PASSAGE FOURNI:

★ ★ ★ ★ ★

Ask A VC : comment modéliser un compte de résultat — Partie 6/6 : analyse de sensitivité
par Rodrigo Sepulveda Schulz, Investor. Advisor. Board member.
Maintenant que vous avez construit un compte de résultat complet (partie 1 – Revenus, partie 2 – Coûts variables, partie 3 – Coûts fixes), compris vos besoins en trésorerie (partie 4) et vérifié la cohérence de votre modèle (partie 5), vous pensez être prêts à lever des fonds ?
En réalité, non, car votre modèle repose sur un ensemble d’hypothèses très spécifiques que vous considérez comme vraies ou qui le seront, ce qui vous donne un résultat précis : le moment où vous n’aurez plus besoin de consommer plus de trésorerie (montant et date).
Et si quelque chose se passait mal ? Et si les ventes attendues ne se concrétisaient pas ? Et si vos employés demandaient des salaires plus élevés ? Et si vos ventes explosaient, impliquant des besoins accrus en fonds de roulement (cela signifie que vous avez besoin de plus de trésorerie pour financer une croissance plus rapide) ?
J’utilise 3 méthodes pour gérer cette incertitude.
Méthode 1 : ajouter simplement un montant.
La première manière de gérer cette incertitude est d’ajouter simplement une réserve arbirtraire d’argent au montant à lever. Une règle empirique (basée sur ZÉRO réalité) serait d’arrondir le montant des capitaux nécessaires. Différentes techniques peuvent être utilisées :
- ajouter 20 à 30 % à vos besoins. Dans la partie 4, j’ai montré que le modèle indiquait que j’avais besoin de 1,073 million d’euros pour financer l’entreprise. Supposons que vous leviez 300 000 euros supplémentaires pour vous sécuriser. Cela représente 1,3/1,073-1 = 21,2 % d’argent en plus.
Supposons que vous leviez 1,073 million d’euros avec une valorisation pre-money de 4 millions d’euros, la dilution pour ce tour serait de 1,073/(4+1,073) = 21,15 %. Mais maintenant, si vous levez en incluant le montant de la réserve, votre dilution serait de 1,3/(4+1,3) = 24,53%.
- une autre technique consiste à calculer votre taux de consommation de trésorerie (cash burn) au moment de l’équilibre des flux de trésorerie et à ajouter quelques mois arbitraires (entre 3 et 6) de consommation de trésorerie au montant que vous levez, juste au cas où les choses tournent mal.
Vous feriez bien de vous assurer que cet argent supplémentaire en vaut la peine et n’est pas trop coûteux, car il serait moins cher de lever plus à une valorisation plus élevée plus tard. Néanmoins, c’est une technique rapide et brouillon pour avoir une marge de manœuvre.

★ ★ ★ ★ ★

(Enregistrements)
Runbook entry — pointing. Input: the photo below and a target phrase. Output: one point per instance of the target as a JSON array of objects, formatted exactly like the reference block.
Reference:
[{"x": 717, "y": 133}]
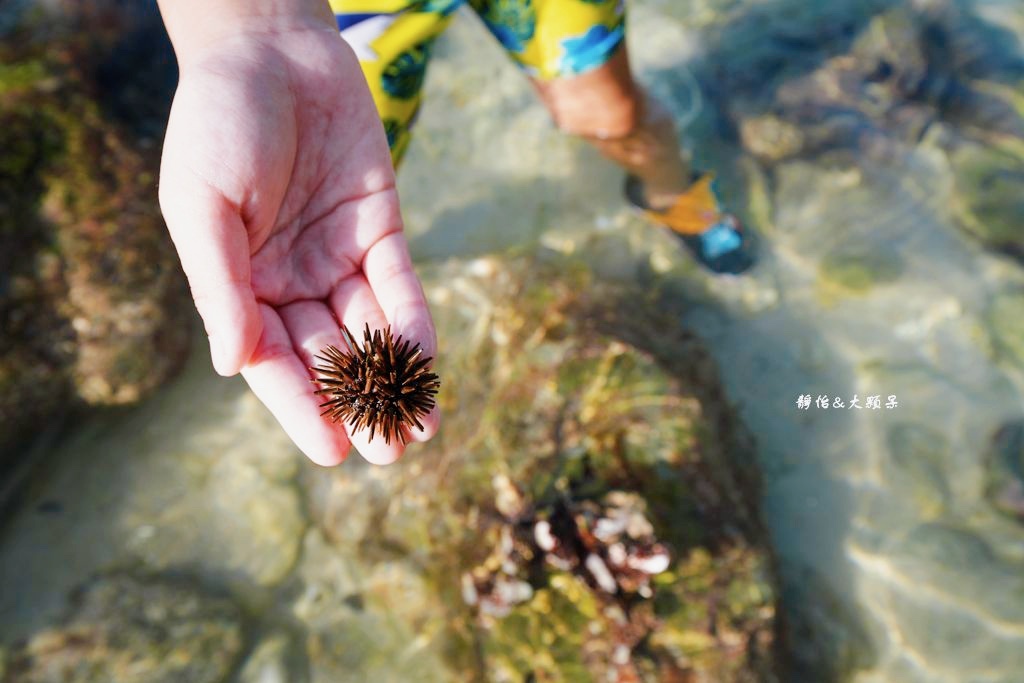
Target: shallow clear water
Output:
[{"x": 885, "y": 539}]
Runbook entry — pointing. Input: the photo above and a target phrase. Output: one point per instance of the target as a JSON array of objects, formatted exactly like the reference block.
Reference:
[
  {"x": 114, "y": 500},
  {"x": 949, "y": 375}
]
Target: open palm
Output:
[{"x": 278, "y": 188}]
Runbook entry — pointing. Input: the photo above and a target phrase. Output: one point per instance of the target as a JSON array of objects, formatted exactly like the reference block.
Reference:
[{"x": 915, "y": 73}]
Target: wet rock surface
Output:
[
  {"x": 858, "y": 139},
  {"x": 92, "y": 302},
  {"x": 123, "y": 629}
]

★ ★ ★ ★ ★

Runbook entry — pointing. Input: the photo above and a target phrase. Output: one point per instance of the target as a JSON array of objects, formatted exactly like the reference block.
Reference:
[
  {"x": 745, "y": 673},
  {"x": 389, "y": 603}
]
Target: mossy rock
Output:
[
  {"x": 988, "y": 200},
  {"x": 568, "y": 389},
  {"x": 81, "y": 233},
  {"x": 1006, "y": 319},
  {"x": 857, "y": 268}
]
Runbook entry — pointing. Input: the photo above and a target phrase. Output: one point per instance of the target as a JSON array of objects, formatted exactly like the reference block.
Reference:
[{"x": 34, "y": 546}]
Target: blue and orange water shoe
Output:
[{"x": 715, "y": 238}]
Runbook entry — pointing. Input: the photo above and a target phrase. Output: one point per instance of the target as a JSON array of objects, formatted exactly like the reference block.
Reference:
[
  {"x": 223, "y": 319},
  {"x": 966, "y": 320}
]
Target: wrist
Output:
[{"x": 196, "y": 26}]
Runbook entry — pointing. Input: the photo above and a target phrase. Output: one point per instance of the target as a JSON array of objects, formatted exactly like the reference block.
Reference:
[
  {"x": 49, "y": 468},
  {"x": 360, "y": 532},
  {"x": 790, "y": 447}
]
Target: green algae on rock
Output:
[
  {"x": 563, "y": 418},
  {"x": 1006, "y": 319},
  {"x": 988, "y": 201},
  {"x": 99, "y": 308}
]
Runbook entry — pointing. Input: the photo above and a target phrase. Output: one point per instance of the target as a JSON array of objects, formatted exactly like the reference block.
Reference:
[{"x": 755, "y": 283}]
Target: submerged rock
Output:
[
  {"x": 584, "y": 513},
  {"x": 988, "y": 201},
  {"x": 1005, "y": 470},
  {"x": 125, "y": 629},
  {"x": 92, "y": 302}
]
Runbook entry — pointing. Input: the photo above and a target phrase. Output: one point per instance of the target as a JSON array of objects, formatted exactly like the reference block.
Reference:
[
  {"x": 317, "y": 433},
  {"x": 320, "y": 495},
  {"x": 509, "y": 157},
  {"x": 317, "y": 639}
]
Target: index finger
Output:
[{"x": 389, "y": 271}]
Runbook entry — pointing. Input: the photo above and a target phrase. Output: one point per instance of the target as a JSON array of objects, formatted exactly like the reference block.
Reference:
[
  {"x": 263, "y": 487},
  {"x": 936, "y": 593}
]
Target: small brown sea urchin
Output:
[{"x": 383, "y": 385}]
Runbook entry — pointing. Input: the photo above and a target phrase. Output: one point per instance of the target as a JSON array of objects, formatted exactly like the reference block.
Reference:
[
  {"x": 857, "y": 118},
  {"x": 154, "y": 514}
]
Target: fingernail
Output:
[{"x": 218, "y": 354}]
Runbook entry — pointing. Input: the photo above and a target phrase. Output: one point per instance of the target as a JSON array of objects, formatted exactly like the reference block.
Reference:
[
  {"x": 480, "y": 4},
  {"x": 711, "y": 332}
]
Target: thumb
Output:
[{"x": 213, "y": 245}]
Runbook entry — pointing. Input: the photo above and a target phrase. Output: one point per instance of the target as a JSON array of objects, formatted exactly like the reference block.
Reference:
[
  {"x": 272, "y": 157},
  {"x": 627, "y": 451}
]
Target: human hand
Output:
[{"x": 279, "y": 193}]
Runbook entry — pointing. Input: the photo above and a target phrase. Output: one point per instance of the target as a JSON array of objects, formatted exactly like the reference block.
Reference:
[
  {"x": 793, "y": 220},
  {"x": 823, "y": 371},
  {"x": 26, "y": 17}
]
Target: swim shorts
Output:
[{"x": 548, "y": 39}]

★ ★ ★ ★ ★

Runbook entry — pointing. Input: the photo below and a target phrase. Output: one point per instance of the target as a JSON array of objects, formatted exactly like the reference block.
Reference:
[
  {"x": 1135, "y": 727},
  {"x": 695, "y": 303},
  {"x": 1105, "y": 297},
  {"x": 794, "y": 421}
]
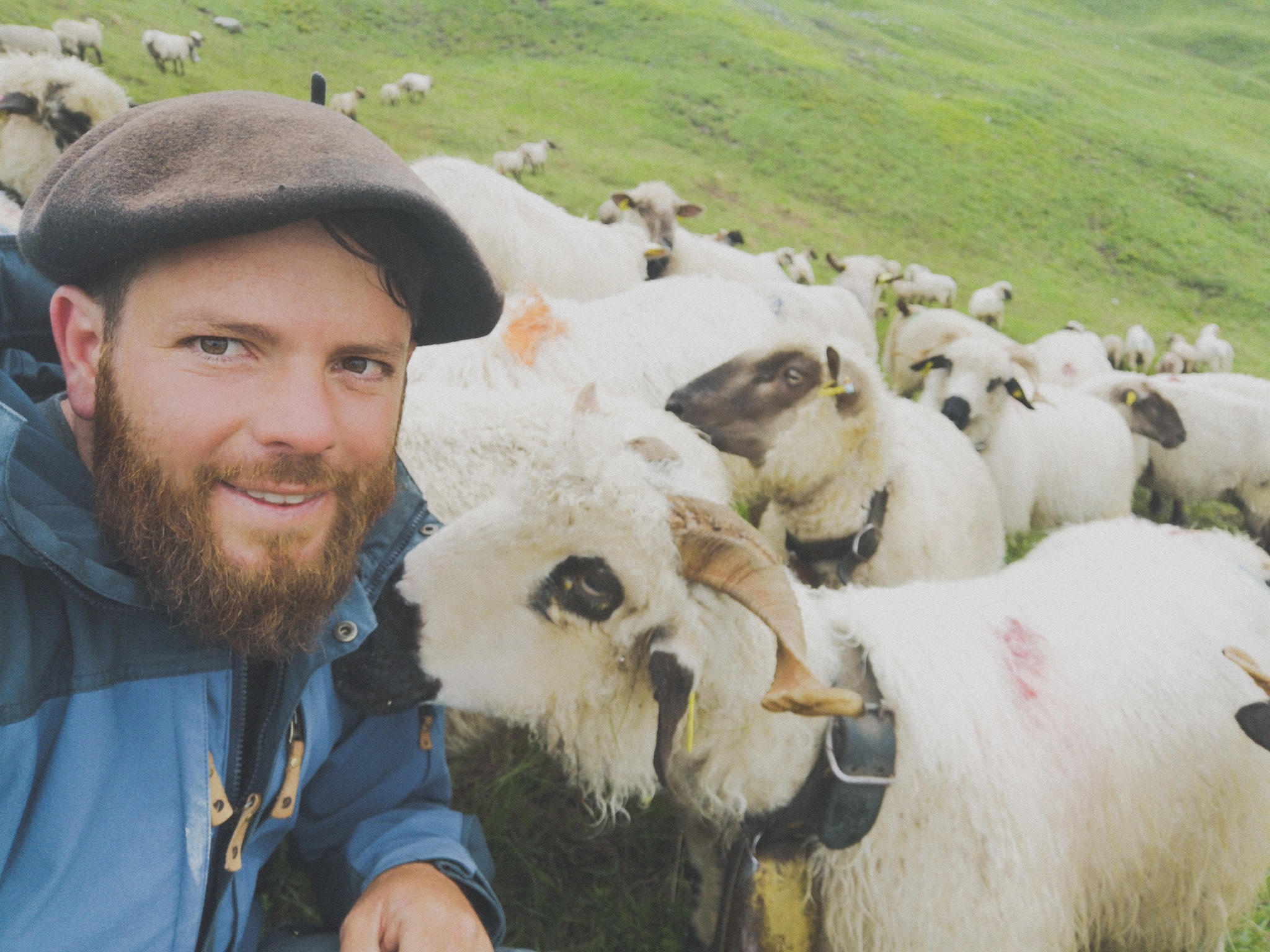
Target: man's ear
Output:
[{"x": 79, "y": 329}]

★ ★ ★ ★ ★

CONSIGNE A:
Recopiez mot pour mot le passage fourni entre « En réalité, non, car » et « (montant et date). », ces deux bornes comprises.
CONSIGNE B:
Pour chaque affirmation, indiquez par oui ou par non si elle concorde avec le passage fourni, puis citez tels quels les mots du passage qui tranchent. (i) L'auteur dit recourir à trois méthodes pour gérer l'incertitude. (ii) Dans l'exemple, la dilution obtenue en levant aussi la réserve serait de 21,15 %. (iii) La technique fondée sur le taux de consommation de trésorerie ajoute entre 6 et 12 mois de consommation au montant levé.
Les enregistrements ne sont pas nécessaires pour ce travail.

RÉPONSE COMPLÈTE A:
En réalité, non, car votre modèle repose sur un ensemble d’hypothèses très spécifiques que vous considérez comme vraies ou qui le seront, ce qui vous donne un résultat précis : le moment où vous n’aurez plus besoin de consommer plus de trésorerie (montant et date).

RÉPONSE COMPLÈTE B:
(i) Oui : « J’utilise 3 méthodes pour gérer cette incertitude. »
(ii) Non : « si vous levez en incluant le montant de la réserve, votre dilution serait de 1,3/(4+1,3) = 24,53% »
(iii) Non : « ajouter quelques mois arbitraires (entre 3 et 6) de consommation de trésorerie au montant que vous levez »